## What you are asked to do
The span to copy runs from the line containing "Target: watercolor palette" to the last line below. Copy it exactly, with nothing else.

## Given information
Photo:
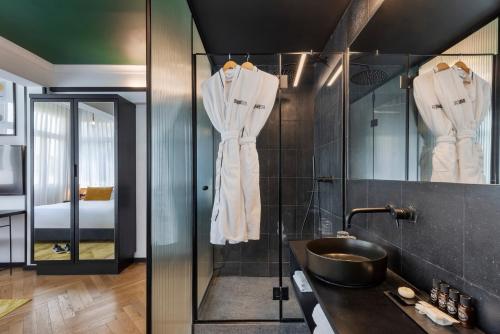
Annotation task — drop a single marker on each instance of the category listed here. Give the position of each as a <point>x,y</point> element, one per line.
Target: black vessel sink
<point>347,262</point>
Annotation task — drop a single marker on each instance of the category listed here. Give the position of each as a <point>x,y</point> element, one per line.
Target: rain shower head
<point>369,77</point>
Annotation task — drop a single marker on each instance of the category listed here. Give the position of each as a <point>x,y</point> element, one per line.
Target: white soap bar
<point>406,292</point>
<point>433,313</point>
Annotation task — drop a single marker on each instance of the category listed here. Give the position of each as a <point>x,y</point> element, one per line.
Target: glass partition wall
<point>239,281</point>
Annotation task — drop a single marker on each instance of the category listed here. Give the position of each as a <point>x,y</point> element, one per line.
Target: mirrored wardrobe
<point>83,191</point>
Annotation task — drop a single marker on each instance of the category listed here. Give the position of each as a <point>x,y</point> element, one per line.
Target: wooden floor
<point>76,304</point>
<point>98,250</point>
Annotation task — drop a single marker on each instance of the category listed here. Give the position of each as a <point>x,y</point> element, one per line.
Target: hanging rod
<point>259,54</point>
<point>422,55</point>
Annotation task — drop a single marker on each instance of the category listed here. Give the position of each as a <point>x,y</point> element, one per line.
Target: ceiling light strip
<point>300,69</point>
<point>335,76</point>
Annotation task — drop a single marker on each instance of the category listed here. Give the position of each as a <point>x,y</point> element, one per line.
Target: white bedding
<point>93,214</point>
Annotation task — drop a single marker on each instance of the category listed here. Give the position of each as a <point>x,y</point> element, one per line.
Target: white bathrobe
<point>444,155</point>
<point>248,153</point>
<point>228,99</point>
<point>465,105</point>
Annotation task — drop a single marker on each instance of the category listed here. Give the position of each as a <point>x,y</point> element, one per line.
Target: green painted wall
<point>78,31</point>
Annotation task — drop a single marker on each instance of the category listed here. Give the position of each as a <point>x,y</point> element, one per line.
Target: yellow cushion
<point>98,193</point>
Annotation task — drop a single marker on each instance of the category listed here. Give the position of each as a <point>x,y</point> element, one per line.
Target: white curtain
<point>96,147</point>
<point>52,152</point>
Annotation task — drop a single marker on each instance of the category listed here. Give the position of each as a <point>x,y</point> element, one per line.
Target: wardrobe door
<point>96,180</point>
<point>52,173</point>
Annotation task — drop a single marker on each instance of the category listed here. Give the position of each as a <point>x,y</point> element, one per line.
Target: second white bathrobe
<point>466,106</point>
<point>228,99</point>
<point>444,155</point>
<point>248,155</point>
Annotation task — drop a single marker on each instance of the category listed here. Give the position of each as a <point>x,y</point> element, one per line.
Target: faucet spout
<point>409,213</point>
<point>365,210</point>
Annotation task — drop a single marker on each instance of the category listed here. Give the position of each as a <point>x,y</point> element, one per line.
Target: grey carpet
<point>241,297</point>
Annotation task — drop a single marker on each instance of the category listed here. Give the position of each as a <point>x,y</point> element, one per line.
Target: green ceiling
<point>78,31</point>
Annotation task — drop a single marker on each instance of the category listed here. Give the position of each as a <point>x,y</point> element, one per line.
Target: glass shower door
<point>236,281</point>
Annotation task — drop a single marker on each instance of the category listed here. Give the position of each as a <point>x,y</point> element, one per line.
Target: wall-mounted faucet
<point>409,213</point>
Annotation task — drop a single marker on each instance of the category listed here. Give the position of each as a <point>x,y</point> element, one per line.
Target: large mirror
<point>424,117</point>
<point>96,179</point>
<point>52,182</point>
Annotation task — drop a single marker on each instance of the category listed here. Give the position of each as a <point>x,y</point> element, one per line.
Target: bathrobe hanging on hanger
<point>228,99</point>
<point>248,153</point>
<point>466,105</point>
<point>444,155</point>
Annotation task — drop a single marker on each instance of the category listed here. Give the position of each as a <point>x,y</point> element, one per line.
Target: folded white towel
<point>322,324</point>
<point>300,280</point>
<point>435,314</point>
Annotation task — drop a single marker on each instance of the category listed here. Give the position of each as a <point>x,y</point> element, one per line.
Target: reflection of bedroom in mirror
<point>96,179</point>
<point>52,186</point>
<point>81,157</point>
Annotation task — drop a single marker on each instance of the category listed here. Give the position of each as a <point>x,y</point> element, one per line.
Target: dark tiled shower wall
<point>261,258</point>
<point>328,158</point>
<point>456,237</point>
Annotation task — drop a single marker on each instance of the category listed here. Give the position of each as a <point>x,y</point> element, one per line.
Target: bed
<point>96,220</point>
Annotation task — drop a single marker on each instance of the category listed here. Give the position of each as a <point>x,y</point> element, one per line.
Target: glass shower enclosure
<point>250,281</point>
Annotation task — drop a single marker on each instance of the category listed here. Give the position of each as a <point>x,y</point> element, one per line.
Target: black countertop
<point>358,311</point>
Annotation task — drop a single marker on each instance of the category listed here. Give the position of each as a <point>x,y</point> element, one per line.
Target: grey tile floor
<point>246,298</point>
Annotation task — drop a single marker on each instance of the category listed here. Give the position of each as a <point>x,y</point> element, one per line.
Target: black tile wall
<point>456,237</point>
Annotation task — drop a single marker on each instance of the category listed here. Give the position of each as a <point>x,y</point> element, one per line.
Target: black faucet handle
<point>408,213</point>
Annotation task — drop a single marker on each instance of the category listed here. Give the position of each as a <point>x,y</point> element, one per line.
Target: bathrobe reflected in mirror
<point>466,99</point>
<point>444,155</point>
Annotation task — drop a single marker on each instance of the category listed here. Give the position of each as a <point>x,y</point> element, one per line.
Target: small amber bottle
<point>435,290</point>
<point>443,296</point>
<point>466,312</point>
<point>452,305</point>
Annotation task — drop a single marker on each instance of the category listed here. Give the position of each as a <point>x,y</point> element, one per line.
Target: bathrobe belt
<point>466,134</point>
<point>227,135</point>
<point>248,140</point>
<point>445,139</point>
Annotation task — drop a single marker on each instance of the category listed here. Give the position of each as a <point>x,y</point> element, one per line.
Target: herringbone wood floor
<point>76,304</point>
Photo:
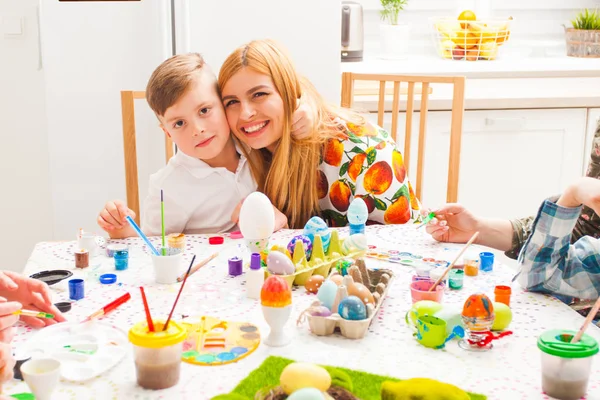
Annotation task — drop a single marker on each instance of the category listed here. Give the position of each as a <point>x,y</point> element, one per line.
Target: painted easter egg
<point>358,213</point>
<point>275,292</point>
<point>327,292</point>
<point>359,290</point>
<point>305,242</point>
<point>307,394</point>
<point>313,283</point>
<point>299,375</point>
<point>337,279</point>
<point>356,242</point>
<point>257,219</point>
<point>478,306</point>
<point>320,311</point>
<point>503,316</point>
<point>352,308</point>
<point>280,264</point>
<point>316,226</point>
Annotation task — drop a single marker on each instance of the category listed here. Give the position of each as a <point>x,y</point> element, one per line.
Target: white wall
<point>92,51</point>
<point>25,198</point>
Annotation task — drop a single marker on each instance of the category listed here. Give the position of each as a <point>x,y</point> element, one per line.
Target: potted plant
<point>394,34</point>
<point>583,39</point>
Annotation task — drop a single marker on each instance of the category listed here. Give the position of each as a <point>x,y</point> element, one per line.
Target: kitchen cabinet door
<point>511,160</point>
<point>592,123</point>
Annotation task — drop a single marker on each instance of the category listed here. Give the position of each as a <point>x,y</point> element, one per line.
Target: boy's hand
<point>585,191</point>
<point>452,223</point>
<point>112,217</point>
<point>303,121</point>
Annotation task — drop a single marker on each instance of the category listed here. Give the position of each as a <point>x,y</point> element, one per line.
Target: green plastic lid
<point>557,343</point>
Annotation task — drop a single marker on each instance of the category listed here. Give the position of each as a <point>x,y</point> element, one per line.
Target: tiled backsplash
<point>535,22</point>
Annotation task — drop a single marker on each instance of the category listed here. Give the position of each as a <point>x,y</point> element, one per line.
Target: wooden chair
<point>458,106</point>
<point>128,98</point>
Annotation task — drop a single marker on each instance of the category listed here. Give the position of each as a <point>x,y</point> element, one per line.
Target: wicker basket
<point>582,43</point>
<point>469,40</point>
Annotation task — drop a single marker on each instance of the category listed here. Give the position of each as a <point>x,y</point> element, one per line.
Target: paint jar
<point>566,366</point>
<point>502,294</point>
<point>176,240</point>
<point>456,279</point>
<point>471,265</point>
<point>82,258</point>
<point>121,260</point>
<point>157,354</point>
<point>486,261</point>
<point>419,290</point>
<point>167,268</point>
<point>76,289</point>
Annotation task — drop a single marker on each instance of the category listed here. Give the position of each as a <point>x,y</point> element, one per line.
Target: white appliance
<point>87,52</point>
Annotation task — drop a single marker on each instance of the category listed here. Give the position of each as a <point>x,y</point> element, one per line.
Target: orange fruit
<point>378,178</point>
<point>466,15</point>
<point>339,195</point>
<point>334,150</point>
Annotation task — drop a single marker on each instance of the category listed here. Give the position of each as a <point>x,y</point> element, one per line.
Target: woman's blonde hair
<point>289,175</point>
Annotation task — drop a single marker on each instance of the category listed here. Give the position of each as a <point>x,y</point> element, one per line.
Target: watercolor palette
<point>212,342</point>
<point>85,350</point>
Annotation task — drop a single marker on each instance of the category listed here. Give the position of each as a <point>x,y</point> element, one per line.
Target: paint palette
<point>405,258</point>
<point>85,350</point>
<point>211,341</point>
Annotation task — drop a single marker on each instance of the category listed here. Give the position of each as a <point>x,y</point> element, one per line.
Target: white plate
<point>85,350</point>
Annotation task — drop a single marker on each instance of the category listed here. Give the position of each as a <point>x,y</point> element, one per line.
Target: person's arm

## Answer section
Target: watercolor palette
<point>212,342</point>
<point>85,350</point>
Annotation task — drop a single marker on each instance of the category listed here. Give the position of each as a <point>x,y</point> element, one per line.
Target: paint palette
<point>405,258</point>
<point>85,350</point>
<point>211,341</point>
Annotation task — drop a single marker on each instance of the category listed here. Give the position of each as a <point>x,y</point> element, one per line.
Target: white plate
<point>85,350</point>
Annotation task — drop a single marker on each instance of the category listed here. Give the position of each as a <point>x,y</point> element, one per line.
Target: person's arm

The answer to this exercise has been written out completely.